AVAILABLE DATA START

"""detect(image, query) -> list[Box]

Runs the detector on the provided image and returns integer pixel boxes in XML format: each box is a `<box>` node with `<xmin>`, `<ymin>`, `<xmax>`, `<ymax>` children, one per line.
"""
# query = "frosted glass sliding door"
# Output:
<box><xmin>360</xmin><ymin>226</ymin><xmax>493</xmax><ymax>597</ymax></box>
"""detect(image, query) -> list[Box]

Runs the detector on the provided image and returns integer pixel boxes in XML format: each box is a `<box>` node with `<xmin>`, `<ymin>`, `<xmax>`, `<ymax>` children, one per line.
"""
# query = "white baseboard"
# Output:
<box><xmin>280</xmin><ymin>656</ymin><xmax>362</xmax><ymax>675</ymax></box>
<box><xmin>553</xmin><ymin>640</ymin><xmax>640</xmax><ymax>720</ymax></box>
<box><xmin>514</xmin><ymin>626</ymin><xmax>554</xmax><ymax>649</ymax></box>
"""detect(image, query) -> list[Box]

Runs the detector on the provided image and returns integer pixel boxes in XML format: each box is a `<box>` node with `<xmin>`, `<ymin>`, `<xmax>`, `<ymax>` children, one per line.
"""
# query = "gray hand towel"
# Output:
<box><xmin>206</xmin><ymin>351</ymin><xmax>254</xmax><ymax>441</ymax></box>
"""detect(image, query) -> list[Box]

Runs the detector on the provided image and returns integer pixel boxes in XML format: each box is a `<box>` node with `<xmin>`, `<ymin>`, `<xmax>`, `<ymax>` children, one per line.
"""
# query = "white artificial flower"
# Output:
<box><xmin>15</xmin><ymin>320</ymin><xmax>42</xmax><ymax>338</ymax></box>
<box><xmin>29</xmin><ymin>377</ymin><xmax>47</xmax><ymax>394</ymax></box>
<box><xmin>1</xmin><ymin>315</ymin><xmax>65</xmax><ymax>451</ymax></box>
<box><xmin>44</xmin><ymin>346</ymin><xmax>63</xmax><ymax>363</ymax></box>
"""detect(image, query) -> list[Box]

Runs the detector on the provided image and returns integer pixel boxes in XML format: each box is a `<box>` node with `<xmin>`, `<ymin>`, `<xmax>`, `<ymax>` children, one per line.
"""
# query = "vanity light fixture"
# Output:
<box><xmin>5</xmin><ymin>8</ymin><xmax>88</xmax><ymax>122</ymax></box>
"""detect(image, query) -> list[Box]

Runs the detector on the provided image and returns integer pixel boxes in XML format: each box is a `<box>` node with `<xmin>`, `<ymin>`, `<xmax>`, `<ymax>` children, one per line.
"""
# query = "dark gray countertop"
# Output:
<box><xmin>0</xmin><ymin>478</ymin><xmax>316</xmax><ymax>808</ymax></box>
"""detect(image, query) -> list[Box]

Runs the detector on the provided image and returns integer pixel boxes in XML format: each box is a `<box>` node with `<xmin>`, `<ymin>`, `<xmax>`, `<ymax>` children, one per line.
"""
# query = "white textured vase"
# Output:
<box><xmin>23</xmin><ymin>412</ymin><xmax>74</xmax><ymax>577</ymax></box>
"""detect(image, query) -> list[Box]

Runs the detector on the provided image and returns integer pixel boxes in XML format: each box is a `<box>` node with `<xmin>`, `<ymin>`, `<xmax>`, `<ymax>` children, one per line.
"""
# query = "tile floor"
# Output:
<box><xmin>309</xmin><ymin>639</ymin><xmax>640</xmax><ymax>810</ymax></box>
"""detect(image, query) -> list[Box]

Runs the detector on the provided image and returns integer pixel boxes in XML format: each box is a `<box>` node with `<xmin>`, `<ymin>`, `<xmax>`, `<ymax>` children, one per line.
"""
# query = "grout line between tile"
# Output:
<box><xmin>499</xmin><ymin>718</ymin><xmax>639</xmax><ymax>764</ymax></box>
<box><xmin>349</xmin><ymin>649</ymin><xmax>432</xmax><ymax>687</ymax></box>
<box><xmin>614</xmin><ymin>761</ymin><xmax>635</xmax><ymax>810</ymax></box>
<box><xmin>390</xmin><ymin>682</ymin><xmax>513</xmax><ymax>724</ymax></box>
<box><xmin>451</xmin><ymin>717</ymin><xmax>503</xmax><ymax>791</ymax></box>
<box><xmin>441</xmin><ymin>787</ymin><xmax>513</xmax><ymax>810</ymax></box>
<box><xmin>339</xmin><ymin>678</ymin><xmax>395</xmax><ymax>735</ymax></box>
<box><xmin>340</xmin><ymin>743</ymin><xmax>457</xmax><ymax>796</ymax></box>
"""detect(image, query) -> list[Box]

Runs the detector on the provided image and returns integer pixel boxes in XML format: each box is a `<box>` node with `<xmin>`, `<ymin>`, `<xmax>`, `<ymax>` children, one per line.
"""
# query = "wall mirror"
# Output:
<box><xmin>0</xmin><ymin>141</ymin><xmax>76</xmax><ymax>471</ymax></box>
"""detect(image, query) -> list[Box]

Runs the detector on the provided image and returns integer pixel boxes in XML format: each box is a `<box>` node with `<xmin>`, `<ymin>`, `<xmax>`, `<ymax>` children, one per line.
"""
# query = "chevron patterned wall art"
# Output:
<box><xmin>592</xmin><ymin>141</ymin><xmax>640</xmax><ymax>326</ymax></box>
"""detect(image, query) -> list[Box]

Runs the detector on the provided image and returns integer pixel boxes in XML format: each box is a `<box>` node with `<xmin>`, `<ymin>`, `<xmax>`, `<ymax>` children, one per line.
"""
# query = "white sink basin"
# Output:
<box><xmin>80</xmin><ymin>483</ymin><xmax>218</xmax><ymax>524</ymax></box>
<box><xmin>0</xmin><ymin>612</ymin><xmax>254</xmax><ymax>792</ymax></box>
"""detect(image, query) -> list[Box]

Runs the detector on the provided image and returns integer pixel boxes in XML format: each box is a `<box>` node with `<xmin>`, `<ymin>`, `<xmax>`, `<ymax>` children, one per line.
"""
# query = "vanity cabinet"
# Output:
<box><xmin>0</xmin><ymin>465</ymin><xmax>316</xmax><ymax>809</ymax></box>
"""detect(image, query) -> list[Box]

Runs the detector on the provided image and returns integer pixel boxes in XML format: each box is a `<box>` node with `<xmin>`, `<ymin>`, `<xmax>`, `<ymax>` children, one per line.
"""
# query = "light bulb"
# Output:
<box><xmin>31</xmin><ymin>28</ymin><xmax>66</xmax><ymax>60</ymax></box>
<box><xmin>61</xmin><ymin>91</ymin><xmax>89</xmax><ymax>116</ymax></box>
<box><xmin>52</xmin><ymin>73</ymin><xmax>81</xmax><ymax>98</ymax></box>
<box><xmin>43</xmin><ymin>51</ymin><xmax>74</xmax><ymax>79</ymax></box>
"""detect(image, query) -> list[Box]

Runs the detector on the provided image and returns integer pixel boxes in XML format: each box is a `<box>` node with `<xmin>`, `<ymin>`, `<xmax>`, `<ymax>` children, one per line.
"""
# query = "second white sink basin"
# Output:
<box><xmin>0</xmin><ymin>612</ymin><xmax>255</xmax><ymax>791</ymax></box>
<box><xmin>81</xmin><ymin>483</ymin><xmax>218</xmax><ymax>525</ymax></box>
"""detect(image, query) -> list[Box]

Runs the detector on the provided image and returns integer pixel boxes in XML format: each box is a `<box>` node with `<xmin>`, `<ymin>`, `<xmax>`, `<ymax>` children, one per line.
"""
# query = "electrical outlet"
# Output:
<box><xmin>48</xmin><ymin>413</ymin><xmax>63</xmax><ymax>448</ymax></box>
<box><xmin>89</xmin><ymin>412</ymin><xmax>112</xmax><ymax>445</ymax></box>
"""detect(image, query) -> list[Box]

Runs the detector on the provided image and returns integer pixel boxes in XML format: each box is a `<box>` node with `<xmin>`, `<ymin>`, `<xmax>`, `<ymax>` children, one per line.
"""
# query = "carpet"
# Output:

AVAILABLE DATA END

=== WORK REQUIRED ===
From the first line to the last, retype the records exactly.

=== RESULT ===
"""detect(image, query) -> list[Box]

Runs the detector on the provided image and returns integer pixel boxes in XML format: each box is a `<box>` node with `<xmin>`, `<ymin>`, `<xmax>`, `<ymax>` children, one per line.
"""
# query = "frosted glass sliding door"
# Output:
<box><xmin>360</xmin><ymin>226</ymin><xmax>493</xmax><ymax>597</ymax></box>
"""detect(image, query) -> list[Box]

Runs the detector on the provided image and returns integer pixel boxes in XML format: each box is a `<box>` node with `<xmin>`, `<ymin>`, `<xmax>`, `<ymax>` children, one per line.
"""
# query = "white baseboard"
# Output:
<box><xmin>280</xmin><ymin>656</ymin><xmax>362</xmax><ymax>675</ymax></box>
<box><xmin>553</xmin><ymin>640</ymin><xmax>640</xmax><ymax>720</ymax></box>
<box><xmin>514</xmin><ymin>626</ymin><xmax>554</xmax><ymax>649</ymax></box>
"""detect(image, query) -> list[Box]

Runs the detector on the provided image and returns integer pixel boxes in XML format: each box is a `<box>` node with `<xmin>`, `<ymin>`, `<xmax>`, `<ymax>` children, one per line.
"""
# query = "gray hand towel"
# Output:
<box><xmin>206</xmin><ymin>351</ymin><xmax>254</xmax><ymax>441</ymax></box>
"""detect(image, query) -> list[Box]

Runs the detector on the provided image and returns integer pixel boxes in XML format: each box is a `<box>` node with `<xmin>`, `<ymin>`, `<xmax>`, `<ymax>` children, one per line.
"""
# query = "white artificial flower"
# Output:
<box><xmin>15</xmin><ymin>320</ymin><xmax>42</xmax><ymax>338</ymax></box>
<box><xmin>29</xmin><ymin>377</ymin><xmax>47</xmax><ymax>394</ymax></box>
<box><xmin>1</xmin><ymin>315</ymin><xmax>65</xmax><ymax>451</ymax></box>
<box><xmin>44</xmin><ymin>346</ymin><xmax>63</xmax><ymax>363</ymax></box>
"""detect(image, query) -> list[Box]

Runs the detector on the provided image and returns integer pixel boxes in XML format: each box is a `<box>` node with `<xmin>`, `<ymin>`, `<xmax>`, `<ymax>` children, one per line.
"""
# query = "vanity light fixture"
# Output:
<box><xmin>5</xmin><ymin>8</ymin><xmax>88</xmax><ymax>122</ymax></box>
"""detect(image, query) -> list[Box]

Runs the detector on the provided image and returns integer pixel boxes in XML format: each box is a `<box>` node with `<xmin>`, `<ymin>`, `<xmax>`, `<ymax>` children, one per line.
"""
# query = "dark gray countertop"
# Output:
<box><xmin>0</xmin><ymin>478</ymin><xmax>316</xmax><ymax>808</ymax></box>
"""detect(image, query) -> list[Box]

Runs the detector on the provided image and returns integer pixel boxes in XML format: each box is a `<box>` node with `<xmin>`, `<ymin>`, `<xmax>`, `<ymax>` children, one per line.
"""
# query = "white textured vase"
# Output:
<box><xmin>23</xmin><ymin>412</ymin><xmax>74</xmax><ymax>577</ymax></box>
"""detect(image, query) -> list[Box]

Runs the detector on the provided image and returns integer pixel boxes in XML format: each box is a `<box>` node with `<xmin>`, `<ymin>`, `<xmax>`, `<ymax>` children, one per line.
"""
# query = "tile floor"
# Output:
<box><xmin>309</xmin><ymin>639</ymin><xmax>640</xmax><ymax>810</ymax></box>
"""detect(image, query) -> list[Box]

Runs the detector on the provided image and returns integer pixel boxes in XML format: each box is a `<box>` node with `<xmin>`, `<ymin>`, `<xmax>`, `<ymax>` children, one per line.
"""
# query = "grout line between tile"
# Output:
<box><xmin>499</xmin><ymin>718</ymin><xmax>639</xmax><ymax>764</ymax></box>
<box><xmin>349</xmin><ymin>649</ymin><xmax>432</xmax><ymax>687</ymax></box>
<box><xmin>614</xmin><ymin>761</ymin><xmax>635</xmax><ymax>810</ymax></box>
<box><xmin>390</xmin><ymin>682</ymin><xmax>513</xmax><ymax>724</ymax></box>
<box><xmin>451</xmin><ymin>717</ymin><xmax>503</xmax><ymax>791</ymax></box>
<box><xmin>441</xmin><ymin>787</ymin><xmax>513</xmax><ymax>810</ymax></box>
<box><xmin>339</xmin><ymin>678</ymin><xmax>395</xmax><ymax>735</ymax></box>
<box><xmin>340</xmin><ymin>743</ymin><xmax>457</xmax><ymax>796</ymax></box>
"""detect(image, query) -> list[Box]

Runs the detector on the provided image and returns integer pixel boxes in XML format: each box is a `<box>` node with `<xmin>`, `<ymin>`, `<xmax>`, `<ymax>` children, one per line.
"""
# query = "wall mirror"
# Output:
<box><xmin>0</xmin><ymin>141</ymin><xmax>76</xmax><ymax>471</ymax></box>
"""detect(image, query) -> list[Box]

Runs the detector on the provided image and returns integer pixel boxes in XML format: each box is a `<box>` node with `<xmin>`, `<ymin>`, `<xmax>`, `<ymax>` children, one per line.
"""
# query = "chevron patterned wall art"
# Output:
<box><xmin>592</xmin><ymin>141</ymin><xmax>640</xmax><ymax>326</ymax></box>
"""detect(image, query) -> list[Box]

Runs the detector on the provided image and returns integer pixel boxes in XML format: each box is a `<box>` node with `<xmin>`, `<ymin>`, `<xmax>`, `<ymax>` children, one per line.
"""
# query = "white sink basin"
# Output:
<box><xmin>80</xmin><ymin>483</ymin><xmax>218</xmax><ymax>524</ymax></box>
<box><xmin>0</xmin><ymin>612</ymin><xmax>254</xmax><ymax>792</ymax></box>
"""detect(image, query) -> list[Box]

Runs the detector on the provided image and returns integer pixel boxes in XML format: each box is a `<box>` node with `<xmin>`, `<ymin>`, `<xmax>`, `<ymax>` children, one per line.
"""
# query = "vanity cabinet"
# Output:
<box><xmin>0</xmin><ymin>465</ymin><xmax>316</xmax><ymax>809</ymax></box>
"""detect(image, query) -> list[Box]

Runs the detector on the provided image and returns integer pixel boxes in XML format: each box is a `<box>` node with `<xmin>`, `<ymin>`, `<xmax>`, `<ymax>` children, one per line.
"""
# query = "light bulb"
# Output:
<box><xmin>31</xmin><ymin>28</ymin><xmax>66</xmax><ymax>60</ymax></box>
<box><xmin>61</xmin><ymin>91</ymin><xmax>89</xmax><ymax>116</ymax></box>
<box><xmin>52</xmin><ymin>73</ymin><xmax>81</xmax><ymax>98</ymax></box>
<box><xmin>43</xmin><ymin>51</ymin><xmax>74</xmax><ymax>79</ymax></box>
"""detect(image, query) -> list[Box]

Runs the detector on the provided image and returns integer pixel boxes in XML format: each box is a `<box>` node with `<xmin>`, `<ymin>`, `<xmax>`, `<ymax>` children, one per line.
"""
# query = "second white sink basin"
# Output:
<box><xmin>0</xmin><ymin>612</ymin><xmax>255</xmax><ymax>791</ymax></box>
<box><xmin>81</xmin><ymin>483</ymin><xmax>218</xmax><ymax>525</ymax></box>
"""detect(image, query) -> list[Box]

Runs the detector on the provided image and returns integer pixel boxes in XML format: each box is a `<box>` node with `<xmin>`, `<ymin>`, `<xmax>`, `<ymax>` children, one per line.
"""
# query = "electrical outlet"
# Output:
<box><xmin>48</xmin><ymin>413</ymin><xmax>63</xmax><ymax>448</ymax></box>
<box><xmin>89</xmin><ymin>412</ymin><xmax>112</xmax><ymax>445</ymax></box>
"""detect(image, query) -> list[Box]

Runs the detector on the provided image and returns integer pixel boxes in XML format: each box is a `<box>` node with `<xmin>`, `<ymin>`, `<xmax>`, `<ymax>` children, one per line.
"""
# query = "carpet"
# Output:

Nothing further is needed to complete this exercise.